What to produce
Collect every line of the records that contains the word "woman", and reproduce each one as it appears. Case counts.

Given records
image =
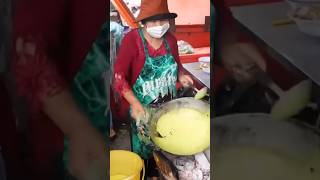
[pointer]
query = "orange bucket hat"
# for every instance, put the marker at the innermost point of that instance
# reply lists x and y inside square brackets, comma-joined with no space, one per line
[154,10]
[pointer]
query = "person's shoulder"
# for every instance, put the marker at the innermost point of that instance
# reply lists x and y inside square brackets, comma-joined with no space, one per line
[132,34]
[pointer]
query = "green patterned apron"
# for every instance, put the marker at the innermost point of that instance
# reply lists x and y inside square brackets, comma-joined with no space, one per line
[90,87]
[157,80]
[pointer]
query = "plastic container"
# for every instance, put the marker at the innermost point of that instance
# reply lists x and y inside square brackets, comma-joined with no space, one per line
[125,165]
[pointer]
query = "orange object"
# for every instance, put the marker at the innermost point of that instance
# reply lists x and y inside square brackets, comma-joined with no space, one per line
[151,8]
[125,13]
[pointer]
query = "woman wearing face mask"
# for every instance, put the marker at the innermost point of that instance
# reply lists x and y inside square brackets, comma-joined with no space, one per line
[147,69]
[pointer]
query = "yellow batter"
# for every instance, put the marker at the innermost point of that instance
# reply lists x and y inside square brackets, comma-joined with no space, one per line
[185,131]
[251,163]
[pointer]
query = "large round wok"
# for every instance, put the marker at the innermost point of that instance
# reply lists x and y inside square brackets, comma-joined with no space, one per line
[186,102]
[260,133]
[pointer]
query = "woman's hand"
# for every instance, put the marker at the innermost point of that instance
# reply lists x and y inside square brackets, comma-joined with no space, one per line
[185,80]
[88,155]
==
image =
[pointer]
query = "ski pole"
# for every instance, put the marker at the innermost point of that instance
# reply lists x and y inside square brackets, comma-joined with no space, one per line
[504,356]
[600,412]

Solution below
query = "woman wearing face mask"
query = "woman's hand"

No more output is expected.